Brano di partenza:
——————————
All'origine di quest'ode, accanto alla celebrazione della poesia e all'approdo ai valori estetici del neoclassicismo, sta uno dei più radicati miti personali del Parini: l'inappagata aspirazione del poeta alla vita coniugale. Su questo aspetto del componimento proponiamo un passo di Sergio Antonielli.

Alla Musa è una poesia molto complessa, fra le più complesse e costruite del Parini, simile in questo senso al Messaggio: un oggetto letterario che compone in sintesi una ricchezza di vita storica e ci tramanda l'immagine di una civiltà alla cui formazione abbiano contribuito decenni di esperienze artistiche e di costume. Basti pensare a come la sua edificante pedagogia scaturisca da un tema tipicamente occasionale, prenda figure come di personaggi in azione sopra una scena neoclassicamente allestita, si adorni di quadri in parole, si alleggerisca nel complimento del «caro modello». Personaggio di un discorso figurato, anzi sceneggiato, rivolto al marito, una donna giunta quasi al termine della sua prima gravidanza sente rievocato, in un complimento solo in apparenza di convenzione, l'attimo in cui per la prima volta è apparsa bella agli occhi di chi l'ha sposata. L'esperto di affetti e passioni non si può dire che sia scomparso.
——————————
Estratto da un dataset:
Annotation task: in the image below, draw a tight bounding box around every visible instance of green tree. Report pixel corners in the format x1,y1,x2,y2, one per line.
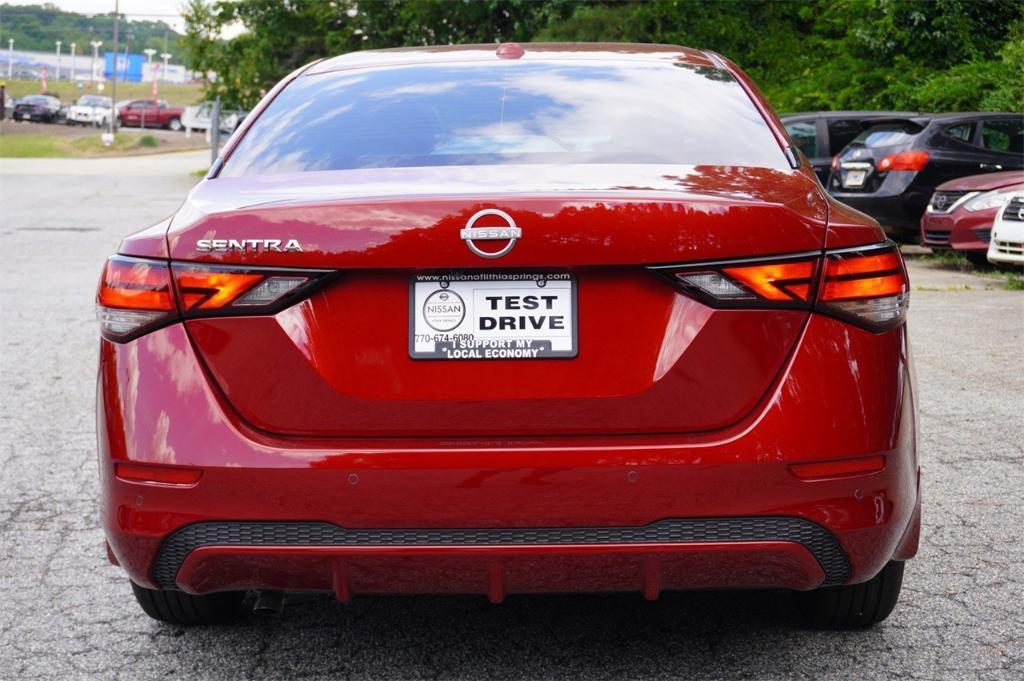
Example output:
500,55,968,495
183,0,1024,112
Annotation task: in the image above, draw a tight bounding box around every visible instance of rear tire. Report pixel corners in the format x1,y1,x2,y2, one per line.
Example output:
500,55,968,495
131,582,246,627
795,560,903,629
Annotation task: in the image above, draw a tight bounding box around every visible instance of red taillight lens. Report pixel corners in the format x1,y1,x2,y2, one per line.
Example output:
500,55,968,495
96,255,177,341
817,246,910,331
655,243,909,331
878,152,929,173
96,255,333,342
171,263,330,317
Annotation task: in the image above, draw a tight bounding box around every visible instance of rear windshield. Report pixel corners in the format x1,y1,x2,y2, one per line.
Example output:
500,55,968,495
221,62,788,176
853,123,921,147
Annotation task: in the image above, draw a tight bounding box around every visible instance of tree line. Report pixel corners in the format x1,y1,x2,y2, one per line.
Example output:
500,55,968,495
0,2,181,56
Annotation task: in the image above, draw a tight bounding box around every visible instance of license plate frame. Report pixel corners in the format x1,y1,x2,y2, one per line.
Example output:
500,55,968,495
408,272,580,361
843,168,867,189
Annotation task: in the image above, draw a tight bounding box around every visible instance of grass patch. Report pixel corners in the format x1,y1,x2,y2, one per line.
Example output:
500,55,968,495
71,133,159,156
0,135,68,159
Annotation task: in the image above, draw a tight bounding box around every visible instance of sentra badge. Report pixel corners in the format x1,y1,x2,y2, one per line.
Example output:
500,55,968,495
196,239,302,253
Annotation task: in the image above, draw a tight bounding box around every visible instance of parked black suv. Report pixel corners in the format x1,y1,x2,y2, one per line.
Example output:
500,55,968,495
781,112,921,184
825,114,1024,241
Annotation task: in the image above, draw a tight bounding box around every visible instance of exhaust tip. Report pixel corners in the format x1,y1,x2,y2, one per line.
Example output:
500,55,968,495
253,591,285,616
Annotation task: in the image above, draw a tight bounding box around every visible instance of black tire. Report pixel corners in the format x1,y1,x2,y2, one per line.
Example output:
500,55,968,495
795,560,903,629
131,582,246,627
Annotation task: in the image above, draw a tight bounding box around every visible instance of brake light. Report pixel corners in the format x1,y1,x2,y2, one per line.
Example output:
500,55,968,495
675,258,818,307
878,152,929,173
96,255,333,342
96,255,177,341
722,260,817,302
656,243,909,331
817,246,910,331
171,263,330,317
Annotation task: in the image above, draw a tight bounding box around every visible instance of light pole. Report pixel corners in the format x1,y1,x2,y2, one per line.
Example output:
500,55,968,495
89,40,103,92
160,52,172,82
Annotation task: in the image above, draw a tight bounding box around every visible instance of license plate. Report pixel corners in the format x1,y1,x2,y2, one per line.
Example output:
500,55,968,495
843,170,867,186
409,272,577,359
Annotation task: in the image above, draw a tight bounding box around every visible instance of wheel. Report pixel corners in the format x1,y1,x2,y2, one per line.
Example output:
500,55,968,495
131,582,246,627
795,560,903,629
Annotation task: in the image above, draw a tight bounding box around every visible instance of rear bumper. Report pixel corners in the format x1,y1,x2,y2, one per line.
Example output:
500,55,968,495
98,316,920,600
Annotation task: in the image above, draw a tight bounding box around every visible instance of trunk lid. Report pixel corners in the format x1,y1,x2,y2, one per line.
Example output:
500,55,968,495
168,165,826,437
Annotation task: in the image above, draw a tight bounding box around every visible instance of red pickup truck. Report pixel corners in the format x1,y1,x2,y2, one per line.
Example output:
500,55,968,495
118,99,185,130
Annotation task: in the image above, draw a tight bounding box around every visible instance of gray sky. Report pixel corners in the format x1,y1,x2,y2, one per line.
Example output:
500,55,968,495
4,0,241,38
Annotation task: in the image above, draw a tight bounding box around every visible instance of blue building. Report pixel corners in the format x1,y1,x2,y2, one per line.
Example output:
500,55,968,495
103,52,145,83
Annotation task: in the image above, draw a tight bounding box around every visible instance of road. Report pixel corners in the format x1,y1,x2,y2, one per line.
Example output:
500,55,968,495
0,155,1024,680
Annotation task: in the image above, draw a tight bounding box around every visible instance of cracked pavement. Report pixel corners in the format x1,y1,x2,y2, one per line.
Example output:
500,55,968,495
0,154,1024,680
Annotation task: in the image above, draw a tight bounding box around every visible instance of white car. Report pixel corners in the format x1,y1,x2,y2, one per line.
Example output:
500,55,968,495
181,101,240,134
988,194,1024,265
68,94,113,127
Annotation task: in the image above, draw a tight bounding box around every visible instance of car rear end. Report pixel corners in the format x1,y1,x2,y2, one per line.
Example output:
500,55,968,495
826,119,934,241
13,96,55,122
92,47,919,623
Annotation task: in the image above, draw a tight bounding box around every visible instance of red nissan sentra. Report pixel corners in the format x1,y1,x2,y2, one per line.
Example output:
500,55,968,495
98,44,920,628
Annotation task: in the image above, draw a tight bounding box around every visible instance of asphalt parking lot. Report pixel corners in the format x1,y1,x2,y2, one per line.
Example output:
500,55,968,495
0,153,1024,680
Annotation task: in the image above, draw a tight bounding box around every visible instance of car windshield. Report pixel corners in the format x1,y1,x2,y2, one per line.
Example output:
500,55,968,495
852,123,921,148
221,61,788,176
78,94,111,108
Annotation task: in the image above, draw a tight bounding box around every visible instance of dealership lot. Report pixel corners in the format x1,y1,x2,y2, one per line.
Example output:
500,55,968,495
0,153,1024,679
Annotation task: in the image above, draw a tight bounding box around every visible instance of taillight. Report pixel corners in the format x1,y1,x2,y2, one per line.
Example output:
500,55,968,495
96,255,333,342
171,262,331,318
656,243,909,332
816,246,910,331
96,255,178,341
878,152,929,173
674,257,818,308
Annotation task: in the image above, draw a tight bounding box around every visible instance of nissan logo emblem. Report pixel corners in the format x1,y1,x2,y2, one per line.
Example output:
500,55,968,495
459,208,522,258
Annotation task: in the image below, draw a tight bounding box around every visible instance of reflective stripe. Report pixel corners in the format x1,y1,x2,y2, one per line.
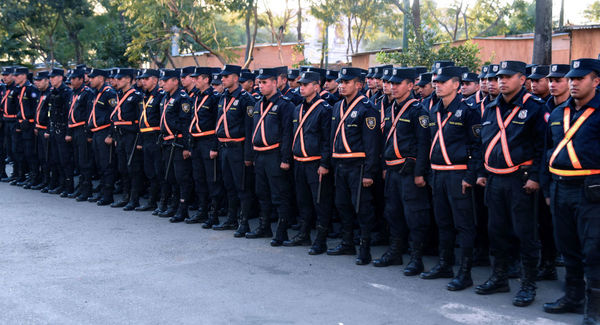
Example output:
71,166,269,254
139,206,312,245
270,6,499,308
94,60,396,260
548,106,596,175
333,95,365,158
292,99,324,157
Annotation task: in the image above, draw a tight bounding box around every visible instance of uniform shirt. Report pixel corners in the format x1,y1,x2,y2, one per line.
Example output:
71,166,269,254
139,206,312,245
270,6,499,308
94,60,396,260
160,87,192,149
429,94,481,185
546,90,600,179
292,96,333,169
88,85,117,132
139,86,165,133
252,91,294,164
47,83,73,132
216,86,255,161
481,88,546,182
189,87,219,151
67,85,94,136
383,96,431,176
331,94,381,179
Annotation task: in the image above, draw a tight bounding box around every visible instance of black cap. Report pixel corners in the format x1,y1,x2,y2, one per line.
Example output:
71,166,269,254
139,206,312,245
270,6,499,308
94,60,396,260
325,70,339,80
527,65,550,80
546,64,571,78
477,65,490,79
339,67,365,81
160,69,179,80
219,64,242,76
113,68,136,79
433,66,463,82
288,69,300,80
417,72,433,87
181,66,196,78
298,71,321,84
565,59,600,78
462,72,479,82
496,61,527,76
48,68,65,77
431,60,454,74
89,68,110,78
485,64,500,78
13,67,29,76
33,71,50,80
256,68,278,79
140,69,160,78
388,68,417,83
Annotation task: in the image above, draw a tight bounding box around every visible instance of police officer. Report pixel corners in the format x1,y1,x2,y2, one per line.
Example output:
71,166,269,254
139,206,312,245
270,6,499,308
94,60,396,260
87,68,117,206
110,68,144,211
65,68,94,202
185,67,225,223
476,61,546,307
135,69,165,215
373,68,431,276
544,59,600,324
327,68,381,265
421,67,481,291
210,65,256,230
160,69,192,223
246,68,294,246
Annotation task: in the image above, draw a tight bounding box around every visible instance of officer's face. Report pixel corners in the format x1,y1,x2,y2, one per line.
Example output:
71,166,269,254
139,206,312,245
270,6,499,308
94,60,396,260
531,78,550,97
548,78,569,97
569,73,600,99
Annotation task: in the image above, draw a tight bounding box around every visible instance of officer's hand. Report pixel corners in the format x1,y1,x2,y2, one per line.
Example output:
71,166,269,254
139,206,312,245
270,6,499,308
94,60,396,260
523,179,540,194
462,179,473,194
317,166,329,175
415,176,427,187
477,177,487,187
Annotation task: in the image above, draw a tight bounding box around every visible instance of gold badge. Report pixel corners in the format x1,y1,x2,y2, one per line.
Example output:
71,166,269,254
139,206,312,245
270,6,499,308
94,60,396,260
365,117,377,130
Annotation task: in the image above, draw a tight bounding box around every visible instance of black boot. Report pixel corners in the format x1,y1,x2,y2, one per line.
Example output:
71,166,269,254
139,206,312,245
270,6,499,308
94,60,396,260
403,243,425,276
583,280,600,325
536,258,558,281
271,216,289,247
475,258,510,295
544,277,585,314
355,238,371,265
308,226,327,255
421,248,454,280
513,260,538,307
373,237,403,267
447,248,473,291
169,202,189,223
246,212,273,239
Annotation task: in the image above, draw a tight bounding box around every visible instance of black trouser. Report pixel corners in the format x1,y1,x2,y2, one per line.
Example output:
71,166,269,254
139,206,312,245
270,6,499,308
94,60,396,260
335,162,375,241
550,176,600,283
431,170,475,249
385,169,431,244
294,160,333,230
485,172,540,261
192,135,225,212
92,128,116,199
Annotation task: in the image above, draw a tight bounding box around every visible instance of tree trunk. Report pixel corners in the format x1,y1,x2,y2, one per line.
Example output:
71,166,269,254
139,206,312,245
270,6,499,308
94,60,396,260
532,0,552,65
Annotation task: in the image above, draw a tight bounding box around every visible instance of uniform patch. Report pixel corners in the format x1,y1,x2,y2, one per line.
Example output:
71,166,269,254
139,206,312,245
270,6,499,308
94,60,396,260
366,116,377,130
419,115,429,129
181,103,190,113
519,109,527,119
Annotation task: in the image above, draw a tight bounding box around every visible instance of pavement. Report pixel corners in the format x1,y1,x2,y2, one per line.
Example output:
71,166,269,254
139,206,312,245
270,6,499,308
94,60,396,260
0,183,582,325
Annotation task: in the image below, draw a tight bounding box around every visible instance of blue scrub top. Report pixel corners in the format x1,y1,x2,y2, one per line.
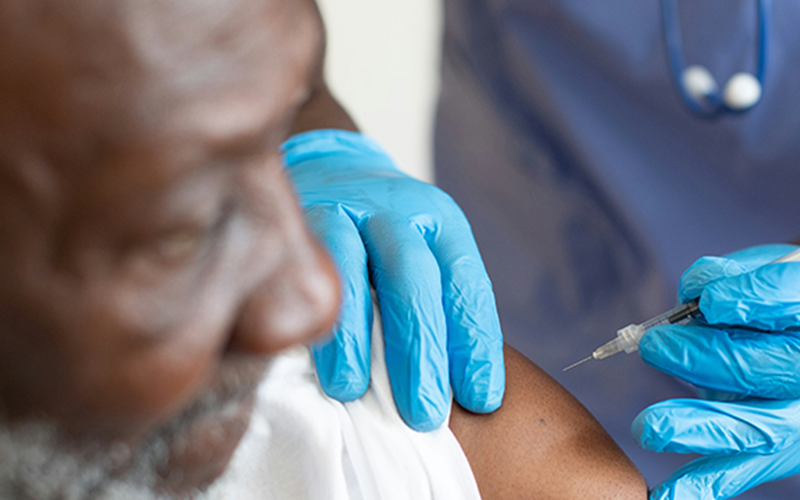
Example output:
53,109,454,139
436,0,800,499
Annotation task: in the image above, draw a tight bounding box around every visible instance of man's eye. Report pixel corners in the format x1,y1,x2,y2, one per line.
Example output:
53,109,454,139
151,230,204,263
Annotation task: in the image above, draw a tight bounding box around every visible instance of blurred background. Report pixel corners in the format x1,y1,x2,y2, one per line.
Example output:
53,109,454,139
317,0,443,181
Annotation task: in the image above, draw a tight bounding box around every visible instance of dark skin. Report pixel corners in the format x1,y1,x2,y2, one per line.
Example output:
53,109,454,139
0,0,646,499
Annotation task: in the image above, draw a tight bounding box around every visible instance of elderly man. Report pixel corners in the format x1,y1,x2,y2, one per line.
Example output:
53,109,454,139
0,0,645,500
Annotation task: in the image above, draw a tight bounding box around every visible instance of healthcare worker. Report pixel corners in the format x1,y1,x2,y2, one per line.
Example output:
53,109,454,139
286,0,800,499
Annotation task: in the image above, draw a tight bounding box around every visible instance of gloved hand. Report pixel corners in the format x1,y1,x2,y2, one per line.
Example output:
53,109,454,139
633,245,800,500
283,130,505,431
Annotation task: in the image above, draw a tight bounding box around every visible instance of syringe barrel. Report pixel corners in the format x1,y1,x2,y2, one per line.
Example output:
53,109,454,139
592,325,645,359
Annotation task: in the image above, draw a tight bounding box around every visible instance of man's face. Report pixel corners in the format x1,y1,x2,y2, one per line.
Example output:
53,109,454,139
0,0,339,498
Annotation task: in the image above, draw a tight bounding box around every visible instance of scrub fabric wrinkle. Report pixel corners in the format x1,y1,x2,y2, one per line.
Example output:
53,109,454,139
435,0,800,500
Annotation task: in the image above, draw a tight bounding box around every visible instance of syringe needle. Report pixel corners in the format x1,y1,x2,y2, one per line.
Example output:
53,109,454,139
561,356,592,372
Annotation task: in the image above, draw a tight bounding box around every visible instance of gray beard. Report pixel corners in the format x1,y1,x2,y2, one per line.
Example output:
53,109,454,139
0,357,267,500
0,422,169,500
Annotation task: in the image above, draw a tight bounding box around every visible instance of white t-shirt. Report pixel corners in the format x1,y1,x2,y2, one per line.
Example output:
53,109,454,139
208,304,480,500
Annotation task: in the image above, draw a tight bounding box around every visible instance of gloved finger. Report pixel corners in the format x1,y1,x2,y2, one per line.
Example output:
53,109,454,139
418,193,505,413
678,257,750,304
631,399,800,455
650,445,800,500
361,215,450,431
639,325,800,399
306,205,373,401
678,245,797,303
723,243,797,269
700,262,800,330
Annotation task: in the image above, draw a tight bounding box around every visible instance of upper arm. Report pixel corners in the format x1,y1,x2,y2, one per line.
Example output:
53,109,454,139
450,345,647,500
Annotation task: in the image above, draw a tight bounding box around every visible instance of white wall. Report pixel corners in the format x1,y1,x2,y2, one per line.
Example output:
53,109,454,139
317,0,442,184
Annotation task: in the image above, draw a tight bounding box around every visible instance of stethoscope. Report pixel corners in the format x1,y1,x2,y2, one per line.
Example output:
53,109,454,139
661,0,772,118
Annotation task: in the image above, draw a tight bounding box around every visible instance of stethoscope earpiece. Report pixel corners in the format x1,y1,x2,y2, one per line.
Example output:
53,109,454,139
681,65,761,111
662,0,772,117
722,73,761,111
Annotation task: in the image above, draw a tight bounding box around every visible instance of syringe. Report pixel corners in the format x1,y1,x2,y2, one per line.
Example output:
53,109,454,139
562,248,800,371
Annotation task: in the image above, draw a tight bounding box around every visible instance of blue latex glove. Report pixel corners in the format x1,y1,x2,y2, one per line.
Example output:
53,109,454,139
283,130,505,431
633,245,800,500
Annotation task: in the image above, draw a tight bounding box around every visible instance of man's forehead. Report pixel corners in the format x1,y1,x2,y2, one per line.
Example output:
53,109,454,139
0,0,321,154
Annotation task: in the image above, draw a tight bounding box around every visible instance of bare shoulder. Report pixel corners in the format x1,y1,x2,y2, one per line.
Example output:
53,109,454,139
450,345,647,500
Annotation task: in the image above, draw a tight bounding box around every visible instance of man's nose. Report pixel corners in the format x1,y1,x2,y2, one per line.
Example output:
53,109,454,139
231,237,341,354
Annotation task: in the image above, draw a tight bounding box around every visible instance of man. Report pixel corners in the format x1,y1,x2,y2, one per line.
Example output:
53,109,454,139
290,0,800,499
0,0,645,500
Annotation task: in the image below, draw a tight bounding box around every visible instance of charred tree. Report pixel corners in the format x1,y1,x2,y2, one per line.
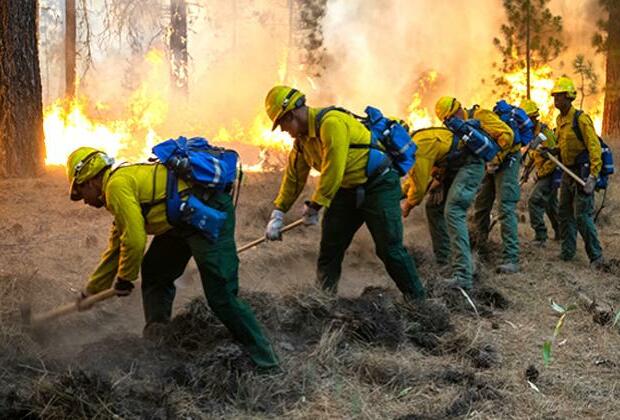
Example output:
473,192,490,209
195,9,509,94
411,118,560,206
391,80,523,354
0,0,45,177
65,0,77,99
170,0,188,93
594,0,620,145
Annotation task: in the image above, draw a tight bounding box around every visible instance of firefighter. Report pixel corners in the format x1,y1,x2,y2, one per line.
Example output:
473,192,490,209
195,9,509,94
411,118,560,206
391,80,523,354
435,96,521,274
265,86,426,300
402,127,484,289
551,77,604,268
67,147,279,370
519,99,560,247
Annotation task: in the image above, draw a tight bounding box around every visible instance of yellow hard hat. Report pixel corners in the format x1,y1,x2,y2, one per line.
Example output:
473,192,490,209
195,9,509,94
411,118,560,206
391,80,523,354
435,96,461,121
265,86,306,130
67,147,114,201
551,76,577,99
519,99,540,117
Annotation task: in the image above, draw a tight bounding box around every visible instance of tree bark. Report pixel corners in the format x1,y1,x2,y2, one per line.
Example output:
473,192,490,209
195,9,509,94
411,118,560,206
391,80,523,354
170,0,187,93
603,2,620,145
65,0,77,99
0,0,45,178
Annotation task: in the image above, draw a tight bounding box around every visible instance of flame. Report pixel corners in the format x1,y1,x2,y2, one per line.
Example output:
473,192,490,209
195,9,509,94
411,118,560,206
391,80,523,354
43,50,169,165
504,65,555,121
407,70,439,130
43,100,127,165
44,50,293,170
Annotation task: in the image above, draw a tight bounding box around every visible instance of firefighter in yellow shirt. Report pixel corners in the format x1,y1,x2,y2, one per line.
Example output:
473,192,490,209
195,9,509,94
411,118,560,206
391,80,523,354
551,77,604,268
67,147,279,371
402,127,484,289
435,96,521,274
265,86,426,299
519,99,560,246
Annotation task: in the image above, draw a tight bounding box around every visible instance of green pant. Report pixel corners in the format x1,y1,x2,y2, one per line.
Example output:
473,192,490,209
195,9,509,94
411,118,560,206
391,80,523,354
559,174,603,261
317,170,426,299
142,194,278,367
527,175,560,241
474,152,521,264
426,155,484,288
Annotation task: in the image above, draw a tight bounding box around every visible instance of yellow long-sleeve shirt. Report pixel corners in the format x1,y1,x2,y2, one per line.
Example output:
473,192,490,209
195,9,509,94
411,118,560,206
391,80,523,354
472,108,520,162
555,107,603,176
529,122,557,178
274,108,370,212
86,164,187,293
403,127,460,207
——————————
Consegna: Trascrivi dal brano sull'ode del Parini il passo che comincia con le parole «All'origine di quest'ode, accanto» e si chiude con «di Sergio Antonielli.». I record costituiscono un materiale a sé, distinto dal brano.

Risultato:
All'origine di quest'ode, accanto alla celebrazione della poesia e all'approdo ai valori estetici del neoclassicismo, sta uno dei più radicati miti personali del Parini: l'inappagata aspirazione del poeta alla vita coniugale. Su questo aspetto del componimento proponiamo un passo di Sergio Antonielli.